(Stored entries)
>>>
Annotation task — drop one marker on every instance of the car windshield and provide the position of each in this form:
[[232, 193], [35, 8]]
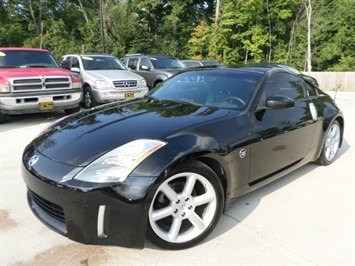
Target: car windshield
[[102, 63], [166, 63], [26, 59], [219, 88]]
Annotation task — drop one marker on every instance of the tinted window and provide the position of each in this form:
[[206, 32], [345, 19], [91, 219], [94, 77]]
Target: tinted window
[[311, 91], [132, 63], [25, 59], [75, 62], [144, 62], [166, 62], [213, 88], [101, 62], [285, 84]]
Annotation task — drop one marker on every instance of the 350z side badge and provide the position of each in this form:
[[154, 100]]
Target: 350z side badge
[[33, 160], [242, 153]]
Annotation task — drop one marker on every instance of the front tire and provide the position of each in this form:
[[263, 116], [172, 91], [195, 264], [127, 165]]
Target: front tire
[[89, 100], [331, 144], [3, 118], [186, 207]]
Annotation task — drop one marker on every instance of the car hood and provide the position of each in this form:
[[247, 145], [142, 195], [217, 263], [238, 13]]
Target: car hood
[[35, 71], [169, 71], [81, 138], [112, 75]]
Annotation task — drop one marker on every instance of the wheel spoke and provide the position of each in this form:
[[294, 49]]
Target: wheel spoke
[[190, 184], [162, 213], [197, 221], [175, 229], [204, 198], [169, 192]]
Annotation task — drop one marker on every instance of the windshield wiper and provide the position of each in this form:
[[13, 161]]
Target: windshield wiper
[[35, 66], [182, 101], [8, 67]]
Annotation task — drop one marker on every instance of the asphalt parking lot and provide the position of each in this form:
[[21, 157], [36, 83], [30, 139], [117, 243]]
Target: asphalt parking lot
[[304, 218]]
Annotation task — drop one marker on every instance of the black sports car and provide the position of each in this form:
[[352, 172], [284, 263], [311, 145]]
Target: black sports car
[[166, 166]]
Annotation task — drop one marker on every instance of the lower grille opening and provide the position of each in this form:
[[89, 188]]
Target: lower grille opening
[[50, 208]]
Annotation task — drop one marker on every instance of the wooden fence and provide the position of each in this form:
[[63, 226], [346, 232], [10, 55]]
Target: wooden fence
[[330, 81]]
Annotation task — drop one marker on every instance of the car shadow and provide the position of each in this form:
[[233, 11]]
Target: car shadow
[[29, 120], [241, 207]]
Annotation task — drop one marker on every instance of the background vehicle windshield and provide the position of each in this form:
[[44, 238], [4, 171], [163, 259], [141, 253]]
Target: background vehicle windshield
[[24, 59], [166, 62], [102, 62], [213, 88]]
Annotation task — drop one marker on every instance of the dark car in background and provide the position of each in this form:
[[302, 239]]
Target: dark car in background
[[154, 68], [165, 167]]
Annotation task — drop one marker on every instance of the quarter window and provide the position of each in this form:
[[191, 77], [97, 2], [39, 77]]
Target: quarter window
[[285, 84], [132, 63]]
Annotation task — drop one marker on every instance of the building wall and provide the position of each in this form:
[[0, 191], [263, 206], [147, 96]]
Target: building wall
[[330, 81]]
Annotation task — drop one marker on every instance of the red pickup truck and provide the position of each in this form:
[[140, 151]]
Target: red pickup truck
[[32, 81]]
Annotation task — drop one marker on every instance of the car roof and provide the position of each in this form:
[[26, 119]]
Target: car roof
[[148, 55], [22, 49], [89, 54]]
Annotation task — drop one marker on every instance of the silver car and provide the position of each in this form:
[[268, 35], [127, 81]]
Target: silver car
[[104, 78]]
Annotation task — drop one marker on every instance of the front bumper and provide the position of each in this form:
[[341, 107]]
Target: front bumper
[[104, 96], [26, 103], [97, 216]]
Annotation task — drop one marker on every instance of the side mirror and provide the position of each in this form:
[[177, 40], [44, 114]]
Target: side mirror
[[75, 69], [143, 67], [279, 102], [65, 64]]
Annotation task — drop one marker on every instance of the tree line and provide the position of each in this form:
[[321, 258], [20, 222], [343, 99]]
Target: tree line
[[317, 35]]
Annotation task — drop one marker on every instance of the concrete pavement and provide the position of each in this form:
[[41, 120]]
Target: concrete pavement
[[304, 218]]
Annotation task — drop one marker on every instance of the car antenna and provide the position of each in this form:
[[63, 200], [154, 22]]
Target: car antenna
[[336, 92]]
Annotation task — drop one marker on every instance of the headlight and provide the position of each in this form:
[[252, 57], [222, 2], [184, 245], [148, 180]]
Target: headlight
[[143, 83], [5, 88], [116, 165], [101, 84], [76, 85]]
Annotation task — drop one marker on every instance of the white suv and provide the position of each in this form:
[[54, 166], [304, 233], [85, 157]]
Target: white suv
[[104, 78]]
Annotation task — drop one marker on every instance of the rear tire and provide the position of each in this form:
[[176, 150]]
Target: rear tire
[[186, 207], [330, 145]]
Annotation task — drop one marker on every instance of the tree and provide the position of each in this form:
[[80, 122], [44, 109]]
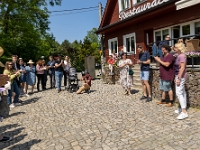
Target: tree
[[23, 27], [91, 36]]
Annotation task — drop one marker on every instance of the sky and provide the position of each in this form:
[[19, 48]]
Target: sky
[[74, 25]]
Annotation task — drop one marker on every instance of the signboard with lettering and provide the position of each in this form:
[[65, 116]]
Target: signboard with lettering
[[141, 8]]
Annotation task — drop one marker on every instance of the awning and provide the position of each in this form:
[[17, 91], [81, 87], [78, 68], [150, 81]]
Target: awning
[[186, 3]]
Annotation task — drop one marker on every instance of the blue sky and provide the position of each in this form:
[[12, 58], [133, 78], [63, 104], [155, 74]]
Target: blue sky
[[74, 25]]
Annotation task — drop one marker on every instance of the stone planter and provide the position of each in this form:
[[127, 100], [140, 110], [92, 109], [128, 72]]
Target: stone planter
[[108, 79]]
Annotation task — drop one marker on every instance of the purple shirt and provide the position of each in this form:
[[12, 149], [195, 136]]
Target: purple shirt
[[167, 73], [180, 59]]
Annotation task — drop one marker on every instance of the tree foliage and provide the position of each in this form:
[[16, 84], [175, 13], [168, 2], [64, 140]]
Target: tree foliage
[[23, 28]]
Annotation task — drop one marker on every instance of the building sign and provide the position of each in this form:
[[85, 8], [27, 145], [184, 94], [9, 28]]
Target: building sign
[[141, 8]]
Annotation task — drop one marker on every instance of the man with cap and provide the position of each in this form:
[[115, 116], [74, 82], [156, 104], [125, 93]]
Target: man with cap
[[87, 83], [59, 65], [166, 75]]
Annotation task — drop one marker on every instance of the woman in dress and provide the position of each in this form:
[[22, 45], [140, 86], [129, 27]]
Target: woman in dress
[[40, 75], [126, 80], [180, 77], [13, 74], [22, 78], [67, 65], [30, 76]]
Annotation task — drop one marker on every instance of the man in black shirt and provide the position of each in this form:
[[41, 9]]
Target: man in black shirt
[[59, 72]]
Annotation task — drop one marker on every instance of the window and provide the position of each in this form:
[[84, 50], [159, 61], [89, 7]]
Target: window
[[129, 43], [113, 46], [186, 30], [197, 27], [165, 33], [138, 1], [124, 4], [158, 36]]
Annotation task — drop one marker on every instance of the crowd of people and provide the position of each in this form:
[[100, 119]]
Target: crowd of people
[[22, 76], [172, 70]]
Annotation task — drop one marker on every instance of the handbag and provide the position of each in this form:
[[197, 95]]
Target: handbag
[[130, 72]]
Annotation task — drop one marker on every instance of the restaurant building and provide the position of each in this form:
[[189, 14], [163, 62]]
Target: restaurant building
[[128, 23]]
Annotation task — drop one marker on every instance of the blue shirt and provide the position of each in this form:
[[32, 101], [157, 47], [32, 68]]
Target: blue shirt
[[144, 57]]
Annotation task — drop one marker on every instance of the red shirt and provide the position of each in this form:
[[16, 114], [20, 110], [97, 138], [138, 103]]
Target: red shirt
[[167, 73], [111, 61]]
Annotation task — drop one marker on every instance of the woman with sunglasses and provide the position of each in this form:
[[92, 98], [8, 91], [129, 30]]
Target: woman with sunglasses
[[13, 74]]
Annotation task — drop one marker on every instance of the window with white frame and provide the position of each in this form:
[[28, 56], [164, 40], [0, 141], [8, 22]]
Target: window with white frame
[[113, 46], [197, 27], [186, 29], [124, 4], [129, 43], [159, 35], [137, 1], [178, 30]]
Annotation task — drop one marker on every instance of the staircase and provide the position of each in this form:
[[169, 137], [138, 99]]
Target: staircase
[[136, 78]]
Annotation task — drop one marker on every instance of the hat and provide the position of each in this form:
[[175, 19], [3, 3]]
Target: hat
[[30, 62], [1, 51]]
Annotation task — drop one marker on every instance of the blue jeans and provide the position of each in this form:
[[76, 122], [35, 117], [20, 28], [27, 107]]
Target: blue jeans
[[144, 75], [16, 90], [58, 76]]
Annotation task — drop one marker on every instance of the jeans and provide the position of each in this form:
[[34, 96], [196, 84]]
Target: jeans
[[58, 76], [16, 90], [52, 79], [65, 78], [181, 93], [40, 79]]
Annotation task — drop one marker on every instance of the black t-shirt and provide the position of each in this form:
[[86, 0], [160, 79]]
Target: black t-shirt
[[60, 68]]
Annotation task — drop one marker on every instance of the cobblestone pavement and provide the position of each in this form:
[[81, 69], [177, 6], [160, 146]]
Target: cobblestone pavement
[[105, 119]]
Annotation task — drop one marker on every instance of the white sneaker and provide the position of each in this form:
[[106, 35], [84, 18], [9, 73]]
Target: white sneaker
[[182, 116], [12, 106]]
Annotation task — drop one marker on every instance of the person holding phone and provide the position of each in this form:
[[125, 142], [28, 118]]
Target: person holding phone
[[59, 65]]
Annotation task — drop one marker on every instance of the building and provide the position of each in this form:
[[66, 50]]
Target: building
[[128, 23]]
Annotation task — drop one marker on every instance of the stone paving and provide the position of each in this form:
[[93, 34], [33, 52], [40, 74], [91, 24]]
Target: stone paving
[[104, 119]]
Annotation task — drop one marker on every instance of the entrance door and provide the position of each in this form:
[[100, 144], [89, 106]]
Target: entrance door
[[175, 34]]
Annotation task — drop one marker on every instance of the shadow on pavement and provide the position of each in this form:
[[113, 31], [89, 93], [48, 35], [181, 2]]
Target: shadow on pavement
[[31, 100], [16, 114], [134, 91], [16, 138]]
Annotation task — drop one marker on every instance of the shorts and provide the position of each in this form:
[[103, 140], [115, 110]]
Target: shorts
[[144, 75], [165, 85]]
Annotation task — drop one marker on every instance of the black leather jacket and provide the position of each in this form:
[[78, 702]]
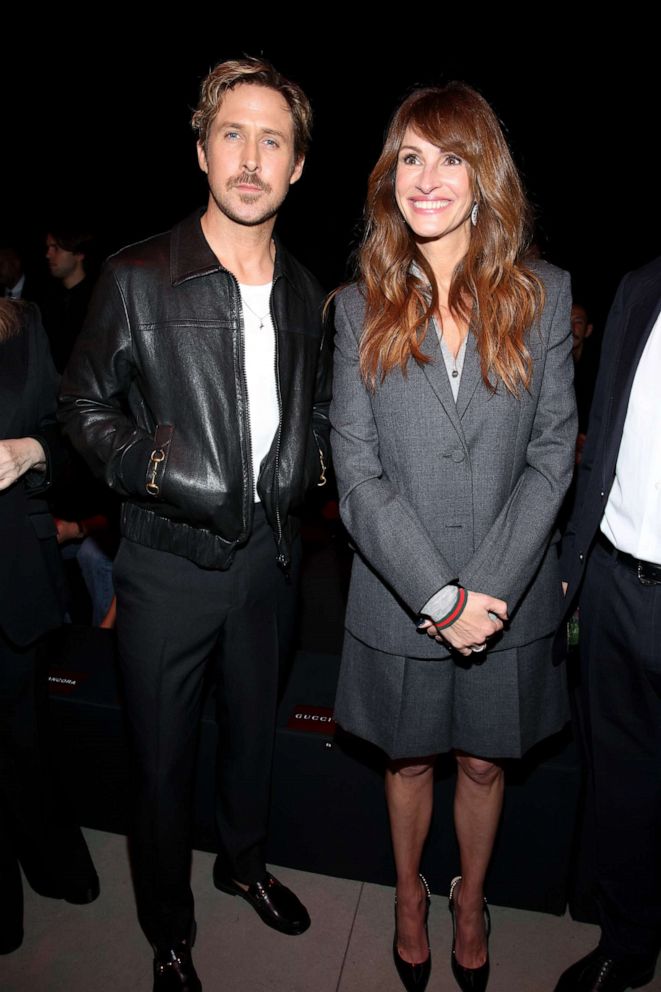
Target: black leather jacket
[[155, 397]]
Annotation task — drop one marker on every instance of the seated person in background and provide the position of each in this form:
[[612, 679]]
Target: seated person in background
[[34, 823]]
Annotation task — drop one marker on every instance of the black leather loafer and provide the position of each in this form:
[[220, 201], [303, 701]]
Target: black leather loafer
[[468, 979], [275, 903], [596, 972], [174, 971]]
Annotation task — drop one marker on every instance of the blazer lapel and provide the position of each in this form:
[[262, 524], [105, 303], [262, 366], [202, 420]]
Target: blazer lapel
[[437, 377]]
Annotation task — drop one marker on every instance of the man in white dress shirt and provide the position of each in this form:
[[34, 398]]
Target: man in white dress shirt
[[612, 553]]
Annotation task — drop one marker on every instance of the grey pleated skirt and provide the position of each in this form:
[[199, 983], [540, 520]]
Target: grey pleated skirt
[[495, 704]]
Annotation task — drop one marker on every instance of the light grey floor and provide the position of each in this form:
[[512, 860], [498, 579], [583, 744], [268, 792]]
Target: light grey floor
[[348, 948]]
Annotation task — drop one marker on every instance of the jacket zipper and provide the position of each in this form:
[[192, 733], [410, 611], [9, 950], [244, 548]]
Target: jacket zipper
[[251, 483], [281, 558]]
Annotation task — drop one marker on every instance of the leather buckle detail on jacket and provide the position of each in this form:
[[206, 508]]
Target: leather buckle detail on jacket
[[158, 459], [648, 574], [322, 478]]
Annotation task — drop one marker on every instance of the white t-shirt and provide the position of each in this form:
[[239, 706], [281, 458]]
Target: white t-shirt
[[259, 364]]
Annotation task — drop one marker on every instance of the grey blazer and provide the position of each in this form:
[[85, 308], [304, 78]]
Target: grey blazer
[[433, 492]]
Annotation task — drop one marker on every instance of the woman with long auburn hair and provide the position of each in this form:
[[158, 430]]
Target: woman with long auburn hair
[[453, 431]]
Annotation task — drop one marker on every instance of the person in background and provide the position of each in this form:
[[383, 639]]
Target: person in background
[[35, 825], [611, 565]]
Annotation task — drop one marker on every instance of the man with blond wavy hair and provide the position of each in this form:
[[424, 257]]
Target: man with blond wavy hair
[[199, 391]]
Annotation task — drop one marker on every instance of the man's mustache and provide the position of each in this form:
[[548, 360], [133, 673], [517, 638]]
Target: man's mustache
[[249, 179]]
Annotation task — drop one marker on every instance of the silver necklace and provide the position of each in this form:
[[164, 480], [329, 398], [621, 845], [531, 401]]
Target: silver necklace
[[255, 314]]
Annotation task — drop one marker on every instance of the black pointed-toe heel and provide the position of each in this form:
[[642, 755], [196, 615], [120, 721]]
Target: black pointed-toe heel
[[414, 977], [468, 979]]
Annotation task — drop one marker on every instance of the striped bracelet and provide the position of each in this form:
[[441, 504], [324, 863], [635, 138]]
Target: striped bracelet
[[455, 612]]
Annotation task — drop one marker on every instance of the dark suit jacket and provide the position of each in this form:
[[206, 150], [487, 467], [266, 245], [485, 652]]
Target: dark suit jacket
[[630, 321], [30, 582]]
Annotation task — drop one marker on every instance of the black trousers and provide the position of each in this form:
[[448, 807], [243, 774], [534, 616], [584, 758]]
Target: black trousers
[[620, 648], [174, 620]]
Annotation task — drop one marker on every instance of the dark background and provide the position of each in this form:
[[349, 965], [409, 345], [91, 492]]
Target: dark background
[[96, 125]]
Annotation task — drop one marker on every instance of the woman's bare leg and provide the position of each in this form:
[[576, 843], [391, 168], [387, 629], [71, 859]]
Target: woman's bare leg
[[478, 803], [410, 795]]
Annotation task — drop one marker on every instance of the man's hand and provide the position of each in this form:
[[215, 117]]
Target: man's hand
[[475, 624], [68, 530], [18, 456]]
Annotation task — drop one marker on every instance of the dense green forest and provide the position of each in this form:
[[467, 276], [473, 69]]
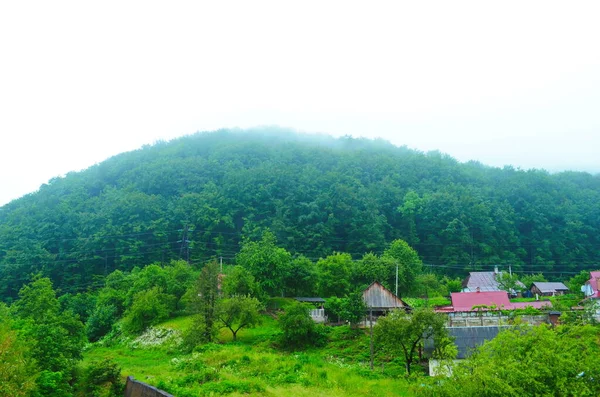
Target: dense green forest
[[202, 195]]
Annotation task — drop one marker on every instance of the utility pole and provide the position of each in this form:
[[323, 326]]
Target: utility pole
[[396, 279], [185, 243], [372, 348]]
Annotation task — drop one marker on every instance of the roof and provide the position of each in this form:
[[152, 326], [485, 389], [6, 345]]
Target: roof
[[535, 305], [485, 281], [550, 287], [467, 339], [376, 296], [312, 300], [593, 282], [464, 301]]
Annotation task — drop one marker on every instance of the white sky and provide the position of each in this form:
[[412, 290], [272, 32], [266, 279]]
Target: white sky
[[512, 82]]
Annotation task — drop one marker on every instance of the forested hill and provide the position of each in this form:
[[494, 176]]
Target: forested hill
[[316, 194]]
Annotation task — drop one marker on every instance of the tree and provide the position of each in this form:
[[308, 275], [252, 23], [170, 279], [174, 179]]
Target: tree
[[409, 264], [149, 307], [205, 304], [353, 308], [523, 361], [301, 278], [509, 282], [55, 338], [401, 333], [103, 378], [528, 279], [268, 263], [334, 274], [576, 282], [17, 370], [299, 330], [239, 282], [239, 312]]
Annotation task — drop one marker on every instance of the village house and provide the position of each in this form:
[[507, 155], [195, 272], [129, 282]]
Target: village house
[[485, 281], [380, 300], [318, 313], [548, 289]]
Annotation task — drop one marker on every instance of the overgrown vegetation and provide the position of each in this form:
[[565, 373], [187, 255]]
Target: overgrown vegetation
[[316, 195]]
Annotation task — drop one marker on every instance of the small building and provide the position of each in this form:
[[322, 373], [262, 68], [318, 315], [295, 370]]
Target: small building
[[485, 282], [380, 300], [318, 313], [591, 289], [548, 289]]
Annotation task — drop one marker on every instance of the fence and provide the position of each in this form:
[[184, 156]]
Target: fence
[[135, 388]]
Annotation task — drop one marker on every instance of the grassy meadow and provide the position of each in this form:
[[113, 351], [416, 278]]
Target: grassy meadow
[[254, 364]]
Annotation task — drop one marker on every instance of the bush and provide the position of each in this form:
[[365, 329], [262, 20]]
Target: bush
[[100, 322], [103, 379], [299, 330], [149, 307]]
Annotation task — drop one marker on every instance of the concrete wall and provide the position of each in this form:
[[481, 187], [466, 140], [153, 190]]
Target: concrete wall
[[135, 388], [487, 321]]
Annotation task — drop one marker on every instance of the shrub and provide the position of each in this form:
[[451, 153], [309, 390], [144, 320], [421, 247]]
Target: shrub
[[103, 378], [299, 330]]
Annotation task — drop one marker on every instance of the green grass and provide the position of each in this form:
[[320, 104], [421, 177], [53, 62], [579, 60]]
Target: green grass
[[252, 366]]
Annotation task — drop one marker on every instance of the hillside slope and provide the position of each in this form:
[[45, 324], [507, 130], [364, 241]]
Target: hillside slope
[[317, 194]]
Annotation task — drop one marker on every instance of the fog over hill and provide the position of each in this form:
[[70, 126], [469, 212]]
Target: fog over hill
[[316, 193]]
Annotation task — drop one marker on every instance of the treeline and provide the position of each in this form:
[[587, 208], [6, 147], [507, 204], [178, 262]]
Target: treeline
[[204, 194]]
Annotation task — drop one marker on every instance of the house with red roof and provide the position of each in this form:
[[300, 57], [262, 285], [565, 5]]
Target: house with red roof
[[465, 302], [591, 287]]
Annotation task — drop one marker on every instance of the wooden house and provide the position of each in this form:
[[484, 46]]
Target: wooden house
[[318, 312], [548, 289], [379, 300]]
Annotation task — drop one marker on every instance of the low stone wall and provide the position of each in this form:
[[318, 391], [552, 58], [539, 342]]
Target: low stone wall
[[135, 388], [486, 321]]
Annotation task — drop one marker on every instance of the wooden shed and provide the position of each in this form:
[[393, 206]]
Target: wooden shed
[[380, 299]]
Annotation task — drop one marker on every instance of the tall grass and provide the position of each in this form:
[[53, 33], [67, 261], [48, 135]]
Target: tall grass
[[251, 366]]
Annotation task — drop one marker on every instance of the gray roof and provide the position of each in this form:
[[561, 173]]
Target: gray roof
[[376, 296], [550, 287], [312, 300], [467, 339], [485, 281]]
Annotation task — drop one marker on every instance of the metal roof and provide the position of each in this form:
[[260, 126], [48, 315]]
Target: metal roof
[[464, 301], [550, 287], [376, 296], [485, 281], [467, 339], [312, 300]]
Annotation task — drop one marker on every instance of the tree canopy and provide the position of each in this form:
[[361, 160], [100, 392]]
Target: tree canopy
[[317, 195]]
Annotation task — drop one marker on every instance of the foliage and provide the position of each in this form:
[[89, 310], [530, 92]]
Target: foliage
[[206, 295], [334, 273], [17, 369], [239, 312], [401, 333], [299, 330], [509, 282], [55, 339], [351, 308], [409, 265], [267, 262], [240, 282], [576, 282], [148, 308], [523, 361], [103, 379], [317, 195], [529, 279], [100, 322]]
<<<
Directions: Once you find the line with "[[199, 983], [540, 520]]" in the entries above, output it and each line after it up to and including the line with "[[206, 508]]", and nothing else.

Response to this exercise:
[[199, 983], [540, 520]]
Target: grey pleated skirt
[[495, 704]]
Annotation task — drop one marker on every instance of the light grey floor and provide the position of each in this form:
[[512, 860], [498, 579], [583, 744], [268, 792]]
Target: light grey floor
[[348, 948]]
Annotation task — drop one marker on every instance of the jacket zipper and provide the position of each in this form:
[[192, 733], [410, 611], [9, 950], [244, 548]]
Target: jacket zipper
[[251, 483], [281, 558]]
Annotation task — drop one marker on every instance of the leather buckle detail on jacket and provide the position of each in this form:
[[206, 508]]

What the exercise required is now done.